Record excerpts
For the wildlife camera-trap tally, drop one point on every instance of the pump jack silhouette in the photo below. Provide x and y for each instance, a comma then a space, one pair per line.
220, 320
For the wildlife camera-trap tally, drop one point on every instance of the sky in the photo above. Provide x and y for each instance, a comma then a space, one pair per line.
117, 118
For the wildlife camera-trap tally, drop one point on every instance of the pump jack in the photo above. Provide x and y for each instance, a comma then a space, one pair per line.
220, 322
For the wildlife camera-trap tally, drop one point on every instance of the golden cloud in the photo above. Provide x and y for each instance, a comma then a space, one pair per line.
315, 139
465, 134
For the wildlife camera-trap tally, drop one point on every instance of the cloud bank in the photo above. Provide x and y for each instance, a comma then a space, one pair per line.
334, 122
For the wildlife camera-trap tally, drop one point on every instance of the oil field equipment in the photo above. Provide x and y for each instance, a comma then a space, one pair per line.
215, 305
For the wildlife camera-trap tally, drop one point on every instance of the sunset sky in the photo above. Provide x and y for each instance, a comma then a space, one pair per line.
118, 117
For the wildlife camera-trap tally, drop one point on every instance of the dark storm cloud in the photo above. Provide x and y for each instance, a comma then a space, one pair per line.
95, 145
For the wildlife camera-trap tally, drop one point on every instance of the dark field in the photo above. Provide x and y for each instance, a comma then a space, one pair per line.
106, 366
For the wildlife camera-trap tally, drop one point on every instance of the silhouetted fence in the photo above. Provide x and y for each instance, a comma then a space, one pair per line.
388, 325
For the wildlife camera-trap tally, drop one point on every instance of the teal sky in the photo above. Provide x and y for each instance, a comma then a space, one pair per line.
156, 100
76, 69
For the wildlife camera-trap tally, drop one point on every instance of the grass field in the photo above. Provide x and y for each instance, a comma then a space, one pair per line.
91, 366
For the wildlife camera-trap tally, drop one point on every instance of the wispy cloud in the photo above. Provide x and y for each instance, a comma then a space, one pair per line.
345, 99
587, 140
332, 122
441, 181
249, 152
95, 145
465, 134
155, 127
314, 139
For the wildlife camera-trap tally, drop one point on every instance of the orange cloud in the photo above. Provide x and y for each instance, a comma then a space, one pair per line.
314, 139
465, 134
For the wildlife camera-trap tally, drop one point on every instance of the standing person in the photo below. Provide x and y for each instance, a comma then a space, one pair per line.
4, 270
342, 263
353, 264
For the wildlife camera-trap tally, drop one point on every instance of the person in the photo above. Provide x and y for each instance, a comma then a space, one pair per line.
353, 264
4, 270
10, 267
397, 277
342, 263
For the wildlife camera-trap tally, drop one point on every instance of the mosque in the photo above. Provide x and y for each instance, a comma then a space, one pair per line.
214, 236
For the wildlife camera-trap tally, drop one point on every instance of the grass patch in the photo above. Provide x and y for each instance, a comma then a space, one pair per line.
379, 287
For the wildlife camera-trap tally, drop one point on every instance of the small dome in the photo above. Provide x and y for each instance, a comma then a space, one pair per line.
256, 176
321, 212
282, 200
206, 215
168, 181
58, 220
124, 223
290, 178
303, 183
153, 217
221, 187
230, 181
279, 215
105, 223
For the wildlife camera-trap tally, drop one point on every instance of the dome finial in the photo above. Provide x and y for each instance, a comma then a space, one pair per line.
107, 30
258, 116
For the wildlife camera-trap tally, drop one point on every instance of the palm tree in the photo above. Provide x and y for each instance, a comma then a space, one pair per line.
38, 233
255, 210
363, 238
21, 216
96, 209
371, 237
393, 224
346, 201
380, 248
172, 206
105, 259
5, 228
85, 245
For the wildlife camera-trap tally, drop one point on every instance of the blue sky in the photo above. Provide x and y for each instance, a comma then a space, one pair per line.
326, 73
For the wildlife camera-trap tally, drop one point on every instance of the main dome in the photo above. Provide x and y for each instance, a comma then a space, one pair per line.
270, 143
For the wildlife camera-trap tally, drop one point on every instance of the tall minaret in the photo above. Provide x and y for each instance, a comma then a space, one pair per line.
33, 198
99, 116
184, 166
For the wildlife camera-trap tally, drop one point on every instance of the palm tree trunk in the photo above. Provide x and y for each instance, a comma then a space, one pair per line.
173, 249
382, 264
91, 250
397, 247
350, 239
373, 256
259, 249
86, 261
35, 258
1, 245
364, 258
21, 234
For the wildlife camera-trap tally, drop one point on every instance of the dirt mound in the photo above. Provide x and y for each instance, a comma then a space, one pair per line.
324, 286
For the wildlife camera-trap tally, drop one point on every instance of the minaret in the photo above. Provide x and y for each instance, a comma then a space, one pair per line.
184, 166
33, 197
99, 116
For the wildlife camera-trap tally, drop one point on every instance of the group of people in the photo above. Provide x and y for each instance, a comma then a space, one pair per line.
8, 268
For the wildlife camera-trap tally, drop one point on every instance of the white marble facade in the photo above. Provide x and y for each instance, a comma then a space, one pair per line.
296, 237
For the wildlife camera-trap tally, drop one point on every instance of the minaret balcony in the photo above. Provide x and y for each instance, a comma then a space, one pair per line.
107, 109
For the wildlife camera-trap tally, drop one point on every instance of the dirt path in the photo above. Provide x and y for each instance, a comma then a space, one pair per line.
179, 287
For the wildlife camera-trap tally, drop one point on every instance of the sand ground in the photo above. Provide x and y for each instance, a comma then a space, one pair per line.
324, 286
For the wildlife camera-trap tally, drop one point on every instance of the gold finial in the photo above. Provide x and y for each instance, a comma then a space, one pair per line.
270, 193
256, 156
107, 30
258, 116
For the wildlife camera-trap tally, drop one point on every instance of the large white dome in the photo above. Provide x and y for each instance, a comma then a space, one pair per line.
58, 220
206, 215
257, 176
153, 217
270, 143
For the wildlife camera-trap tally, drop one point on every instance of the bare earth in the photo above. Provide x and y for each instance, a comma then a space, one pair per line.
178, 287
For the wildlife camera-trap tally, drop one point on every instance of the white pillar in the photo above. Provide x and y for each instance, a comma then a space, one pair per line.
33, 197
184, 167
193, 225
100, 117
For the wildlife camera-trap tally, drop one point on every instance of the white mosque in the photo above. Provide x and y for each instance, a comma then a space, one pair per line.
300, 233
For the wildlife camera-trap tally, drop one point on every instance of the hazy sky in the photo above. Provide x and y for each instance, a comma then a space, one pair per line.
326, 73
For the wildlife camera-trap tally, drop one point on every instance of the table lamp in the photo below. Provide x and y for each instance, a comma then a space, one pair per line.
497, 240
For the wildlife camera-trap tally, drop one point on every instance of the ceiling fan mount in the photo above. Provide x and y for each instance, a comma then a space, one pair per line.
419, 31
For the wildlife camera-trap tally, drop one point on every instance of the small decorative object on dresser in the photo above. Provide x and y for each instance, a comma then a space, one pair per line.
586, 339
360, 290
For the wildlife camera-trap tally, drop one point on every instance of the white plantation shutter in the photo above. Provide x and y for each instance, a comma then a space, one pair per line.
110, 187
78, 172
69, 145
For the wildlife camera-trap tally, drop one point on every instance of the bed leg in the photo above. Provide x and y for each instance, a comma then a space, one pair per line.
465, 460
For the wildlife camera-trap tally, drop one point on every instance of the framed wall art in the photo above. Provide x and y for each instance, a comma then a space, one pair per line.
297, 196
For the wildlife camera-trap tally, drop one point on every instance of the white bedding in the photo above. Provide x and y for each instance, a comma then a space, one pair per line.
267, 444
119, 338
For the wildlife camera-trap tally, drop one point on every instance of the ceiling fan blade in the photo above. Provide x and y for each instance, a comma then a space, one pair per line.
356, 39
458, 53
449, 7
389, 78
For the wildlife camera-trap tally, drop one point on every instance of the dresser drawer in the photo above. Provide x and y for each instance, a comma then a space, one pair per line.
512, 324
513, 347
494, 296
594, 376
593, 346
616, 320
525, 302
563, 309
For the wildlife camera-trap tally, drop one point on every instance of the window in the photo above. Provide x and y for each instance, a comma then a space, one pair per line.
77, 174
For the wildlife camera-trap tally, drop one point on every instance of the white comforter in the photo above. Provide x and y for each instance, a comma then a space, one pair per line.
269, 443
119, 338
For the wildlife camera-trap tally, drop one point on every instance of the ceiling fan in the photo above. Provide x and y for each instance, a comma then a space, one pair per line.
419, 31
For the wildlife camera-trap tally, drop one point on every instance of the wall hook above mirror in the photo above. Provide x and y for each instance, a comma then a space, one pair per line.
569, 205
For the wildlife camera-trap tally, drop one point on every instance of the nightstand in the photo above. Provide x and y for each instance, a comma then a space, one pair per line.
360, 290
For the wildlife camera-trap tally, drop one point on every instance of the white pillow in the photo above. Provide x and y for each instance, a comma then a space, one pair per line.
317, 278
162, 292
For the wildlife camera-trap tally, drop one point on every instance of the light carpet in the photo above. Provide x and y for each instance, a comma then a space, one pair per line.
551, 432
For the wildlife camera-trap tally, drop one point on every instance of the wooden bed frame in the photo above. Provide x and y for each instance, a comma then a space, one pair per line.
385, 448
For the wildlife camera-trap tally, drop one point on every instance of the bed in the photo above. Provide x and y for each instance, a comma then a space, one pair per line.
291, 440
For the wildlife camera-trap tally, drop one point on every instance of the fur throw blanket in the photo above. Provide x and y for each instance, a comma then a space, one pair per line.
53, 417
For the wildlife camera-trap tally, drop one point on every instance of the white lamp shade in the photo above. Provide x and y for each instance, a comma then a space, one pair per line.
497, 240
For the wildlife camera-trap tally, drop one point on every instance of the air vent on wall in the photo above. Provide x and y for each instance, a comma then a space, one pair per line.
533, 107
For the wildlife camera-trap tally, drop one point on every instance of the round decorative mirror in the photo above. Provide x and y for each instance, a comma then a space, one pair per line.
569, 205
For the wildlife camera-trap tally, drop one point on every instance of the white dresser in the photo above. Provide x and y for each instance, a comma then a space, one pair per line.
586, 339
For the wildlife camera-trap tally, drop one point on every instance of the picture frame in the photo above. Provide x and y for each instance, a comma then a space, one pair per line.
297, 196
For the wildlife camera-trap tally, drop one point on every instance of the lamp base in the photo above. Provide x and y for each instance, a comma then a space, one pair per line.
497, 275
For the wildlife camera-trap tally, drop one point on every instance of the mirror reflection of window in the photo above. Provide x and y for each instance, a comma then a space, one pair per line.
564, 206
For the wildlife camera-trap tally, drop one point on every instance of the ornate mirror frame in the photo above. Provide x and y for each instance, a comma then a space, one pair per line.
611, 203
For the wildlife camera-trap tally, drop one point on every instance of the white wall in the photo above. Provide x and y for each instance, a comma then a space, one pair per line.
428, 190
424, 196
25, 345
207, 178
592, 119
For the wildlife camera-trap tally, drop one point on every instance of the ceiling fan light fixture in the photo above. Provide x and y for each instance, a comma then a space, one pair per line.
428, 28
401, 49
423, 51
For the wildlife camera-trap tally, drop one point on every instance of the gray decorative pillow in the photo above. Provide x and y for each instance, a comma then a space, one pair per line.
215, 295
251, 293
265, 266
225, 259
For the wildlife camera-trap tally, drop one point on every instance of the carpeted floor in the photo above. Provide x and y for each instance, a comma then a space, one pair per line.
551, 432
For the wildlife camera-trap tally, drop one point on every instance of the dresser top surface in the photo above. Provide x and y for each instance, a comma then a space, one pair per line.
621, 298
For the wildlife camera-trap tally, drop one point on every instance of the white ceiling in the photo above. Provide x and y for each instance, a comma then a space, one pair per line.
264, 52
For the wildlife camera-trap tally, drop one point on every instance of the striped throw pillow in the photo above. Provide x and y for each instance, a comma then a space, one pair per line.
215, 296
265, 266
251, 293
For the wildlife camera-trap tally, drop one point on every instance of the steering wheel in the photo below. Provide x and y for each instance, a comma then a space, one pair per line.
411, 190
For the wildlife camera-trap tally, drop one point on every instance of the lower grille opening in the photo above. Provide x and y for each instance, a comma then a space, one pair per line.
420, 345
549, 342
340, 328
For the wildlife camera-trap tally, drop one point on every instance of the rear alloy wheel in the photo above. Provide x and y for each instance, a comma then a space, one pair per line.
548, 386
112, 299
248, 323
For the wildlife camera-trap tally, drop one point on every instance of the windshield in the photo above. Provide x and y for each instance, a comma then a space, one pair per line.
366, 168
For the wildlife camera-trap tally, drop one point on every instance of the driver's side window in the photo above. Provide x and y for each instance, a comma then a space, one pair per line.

Work to do
Give again only the lines of the material above that run from the one with "the dresser top" through the end, both included, exactly as they appear.

Answer to this exercise
For the wildlife camera-trap tally, drop one point on every instance of the dresser top surface in the photo above. Provide x and y for each instance, a comma then a space, one pair per line.
621, 298
For the wildlife camera-trap tally, drop one point on every instance of the white ceiling in the photo above. Provide x and y for each instance, a comma then a space, one pair per line.
264, 52
For the wildlife camera-trap tally, drop one point on every instance of the striped throw pillow in the photo above. Provide x and y for each instance, a comma then a space, one pair per line.
215, 296
265, 266
251, 293
For the wildlife camera-trap tally, drop one point on every instance of the steering wheel in the photo below. Provide x and y for each instance, a comma then a space, one pair per line.
411, 190
For the wildlife camera-trap tally, drop one point on every instance of the lower grille opening in the photo above. Provide x and y for each instance, a comma then a space, one pair per line.
420, 345
549, 342
340, 328
For the wildlife camera-trap tally, drop one point on every instance of the rear alloy wheel in the photo above. Provide x and y for each instance, a comma then a space, one pair per line.
548, 386
112, 299
248, 323
For the wildlife camera-trap tally, drop one point on every instance of the windshield in the photo above. Provide x and y for each instance, a comma then a space, one pair per line.
366, 168
For the wildlife camera-trap tally, drop one point on every instance of the driver's side window in the photo above. Provide x and y for each instance, a comma then a space, one pair per line.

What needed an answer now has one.